-- begin --

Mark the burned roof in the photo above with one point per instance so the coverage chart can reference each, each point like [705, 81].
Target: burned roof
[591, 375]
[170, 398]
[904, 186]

-- end --

INSTRUCTIONS TO FOLLOW:
Please copy every one of the entries above line for line, keeping each character unchanged.

WORKED ANSWER:
Mark the burned roof in the photo above with one point per instance so the coverage chart can reference each, each point like [705, 81].
Target: burned roof
[591, 375]
[170, 398]
[904, 186]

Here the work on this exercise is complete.